--- Data section ---

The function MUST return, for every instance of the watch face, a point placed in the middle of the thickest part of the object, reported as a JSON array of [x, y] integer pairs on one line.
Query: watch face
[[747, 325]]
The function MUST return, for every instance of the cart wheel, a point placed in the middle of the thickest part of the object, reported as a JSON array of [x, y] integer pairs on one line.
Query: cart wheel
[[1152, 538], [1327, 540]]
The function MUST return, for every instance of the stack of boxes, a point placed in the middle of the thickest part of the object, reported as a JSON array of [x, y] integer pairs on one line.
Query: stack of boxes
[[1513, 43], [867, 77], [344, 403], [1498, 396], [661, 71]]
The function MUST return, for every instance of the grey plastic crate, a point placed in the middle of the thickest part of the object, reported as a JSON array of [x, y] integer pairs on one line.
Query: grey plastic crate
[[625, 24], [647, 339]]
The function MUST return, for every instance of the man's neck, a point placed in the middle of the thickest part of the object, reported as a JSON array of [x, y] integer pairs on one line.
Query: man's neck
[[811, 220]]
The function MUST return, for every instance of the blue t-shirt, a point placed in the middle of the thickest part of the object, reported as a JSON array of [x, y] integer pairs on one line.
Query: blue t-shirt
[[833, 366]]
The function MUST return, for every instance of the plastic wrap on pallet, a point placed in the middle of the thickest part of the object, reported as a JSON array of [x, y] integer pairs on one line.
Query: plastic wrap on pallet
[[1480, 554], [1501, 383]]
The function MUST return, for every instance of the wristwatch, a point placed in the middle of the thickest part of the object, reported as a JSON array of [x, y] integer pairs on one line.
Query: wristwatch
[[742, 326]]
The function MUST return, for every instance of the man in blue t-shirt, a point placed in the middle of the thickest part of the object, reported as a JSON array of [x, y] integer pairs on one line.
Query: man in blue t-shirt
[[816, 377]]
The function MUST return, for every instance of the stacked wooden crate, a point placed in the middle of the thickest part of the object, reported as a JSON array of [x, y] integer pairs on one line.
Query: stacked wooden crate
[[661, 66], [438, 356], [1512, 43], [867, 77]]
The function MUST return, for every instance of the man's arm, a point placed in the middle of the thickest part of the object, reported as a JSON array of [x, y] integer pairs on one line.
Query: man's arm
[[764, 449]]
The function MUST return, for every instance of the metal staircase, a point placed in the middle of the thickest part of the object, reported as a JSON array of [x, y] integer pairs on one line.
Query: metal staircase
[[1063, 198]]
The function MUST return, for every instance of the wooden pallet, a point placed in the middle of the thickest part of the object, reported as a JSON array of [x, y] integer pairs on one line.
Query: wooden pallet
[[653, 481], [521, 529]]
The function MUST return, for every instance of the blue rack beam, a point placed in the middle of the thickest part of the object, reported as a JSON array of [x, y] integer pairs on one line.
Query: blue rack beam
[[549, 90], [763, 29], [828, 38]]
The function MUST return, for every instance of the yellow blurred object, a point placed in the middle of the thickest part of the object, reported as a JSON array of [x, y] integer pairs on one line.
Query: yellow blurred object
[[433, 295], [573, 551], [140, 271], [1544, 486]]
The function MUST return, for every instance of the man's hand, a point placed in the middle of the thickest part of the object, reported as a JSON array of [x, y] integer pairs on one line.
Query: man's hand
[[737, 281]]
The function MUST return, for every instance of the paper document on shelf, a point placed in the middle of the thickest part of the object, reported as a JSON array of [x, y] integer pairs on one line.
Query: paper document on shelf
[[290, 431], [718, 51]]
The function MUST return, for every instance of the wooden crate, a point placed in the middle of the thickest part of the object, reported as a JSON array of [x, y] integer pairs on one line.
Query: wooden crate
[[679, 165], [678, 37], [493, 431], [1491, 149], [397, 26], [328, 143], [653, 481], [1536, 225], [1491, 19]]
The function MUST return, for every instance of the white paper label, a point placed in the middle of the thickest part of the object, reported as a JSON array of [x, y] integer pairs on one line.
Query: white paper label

---

**Directions:** Can you format every line of the entries above as a Markdown table with the columns "Row" and "Text", numbering each row and dropping any blank lines?

**In response:**
| Row | Text |
|---|---|
| 1 | The function MUST return, for every instance of the watch face, a point placed in the middle of the thickest part of the object, reported as a JSON array of [x, y] integer pairs on one line. |
| 2 | Query: watch face |
| 3 | [[747, 325]] |
| 4 | The function MUST return, for every instance of the cart wheel, a point placed in the middle of the thickest part of the object, reported as a JSON array of [x, y] integer pairs on one line. |
| 5 | Query: cart wheel |
| 6 | [[1152, 538], [1327, 540]] |
| 7 | The function MUST return, for every instance of the stack of boxes, a point placed in the middle of the thickest part of the object, reported as a JSON array of [x, y] integer pairs on one line. |
| 8 | Query: stack of boxes |
| 9 | [[1513, 43], [867, 77], [344, 403], [1498, 396], [661, 71]] |
| 10 | The function MUST return, for every instance of the grey plastic crate, a point placed in the middle of the thickest part of the object, reported as a JSON array of [x, y] integer pairs on one line. |
| 11 | Query: grey plastic crate |
| 12 | [[625, 24], [647, 339]] |
| 13 | The function MUST return, for every instance of the man's neck, a point placed in the middle of the thickest part of the object, reported as a JSON array of [x, y] integer pairs on one line. |
| 14 | Query: man's neck |
| 15 | [[811, 220]] |
| 16 | The function MUST return, for every instance of the blue t-shirt, a point placed in the middle of the thickest part of the object, reported as a JSON array of [x, y] integer pairs on one line. |
| 17 | Query: blue t-shirt |
| 18 | [[833, 366]] |
| 19 | The function MUST return, for every instance of the plastic wrap on pallet, a point placed in the middle of the thickest part of the object, reported as a JSON array of [x, y] integer pairs on one line. |
| 20 | Query: plastic wrap on pallet |
| 21 | [[1480, 554], [1501, 383]] |
| 22 | The function MUST return, for every instance of the wristwatch, a point placed in the middle of the thickest part of the object, reported as a JSON array of [x, y] integer pairs on one line. |
| 23 | Query: wristwatch |
| 24 | [[742, 326]] |
| 25 | The function MUST return, for every instance of the man in blue t-shirt, a point placed in the middle of the thickest part of the object, reported as a JSON array of [x, y] integer pairs on one line. |
| 26 | Query: man in blue t-shirt |
| 27 | [[816, 377]] |
| 28 | The function MUST return, for every instance of the stacked wooden crate, a point placed in the middle of the thickest part of the object, reported as a JSON array of [x, y] integer pairs on one line. |
| 29 | Query: stacked wooden crate |
| 30 | [[661, 66], [438, 356], [1512, 43], [867, 77]] |
| 31 | The function MUST return, for every instance of the man's arm, a point placed in the middle of the thickest part of the object, reported as a JSON array of [x, y] integer pairs on one line. |
| 32 | Query: man's arm |
| 33 | [[764, 449]] |
| 34 | The function MUST return, for every instance of the metal staircase, a point placed in the middle of the thickest part of the object, reported as a JSON array of [x, y] integer pairs on one line. |
| 35 | Query: metal staircase |
| 36 | [[1063, 198]] |
| 37 | The function MUST return, for every instance of the wooden pallet, a point placed in the middle of the thickest part of the object, reported as a JSON array of [x, y] integer pairs on one line. |
| 38 | Query: wooden pallet |
| 39 | [[653, 481], [521, 529]] |
| 40 | The function MUST return, for every instance of the blue rack beam, a point placed in the middle of the thickest part of the object, reported as a JSON array of [x, y] integer pairs on one line. |
| 41 | Query: blue rack beam |
| 42 | [[549, 90], [763, 29], [828, 38]] |
| 43 | The function MUST return, for every instance of the yellow blurred object, a point placed in the middle of the thickest part of the object, reported as a JSON array of [x, y] integer pairs on one line. |
| 44 | Query: yellow blurred object |
| 45 | [[433, 295], [573, 551], [140, 271], [1544, 486]] |
| 46 | The function MUST return, for every instance of the man's hand, a point placed in the middle of the thickest part of the object, reported as a JSON array of [x, y] integer pairs on one line. |
| 47 | Query: man's hand |
| 48 | [[737, 281]] |
| 49 | The function MUST return, for every instance of the paper document on shelf, a point placed in the middle of the thickest part of the object, reported as a JSON array of [x, y] integer pairs on one line. |
| 50 | Query: paper document on shelf |
| 51 | [[290, 431], [718, 51]] |
| 52 | The function MUST return, for every instance of the wooden crate, a point placed in the middle of the thickest part of the object, reported as a JSON array of [x, y] integer pairs on one line. |
| 53 | Query: wooden crate |
| 54 | [[679, 165], [678, 37], [493, 431], [1491, 149], [397, 26], [328, 143], [653, 481], [1536, 225], [1491, 19]] |
| 55 | The function MUST return, for every instance of the white paper label, a point placed in the middle of the thickest part of the object, reported as a JSON array of [x, y] integer pairs on one line. |
| 56 | Query: white paper label |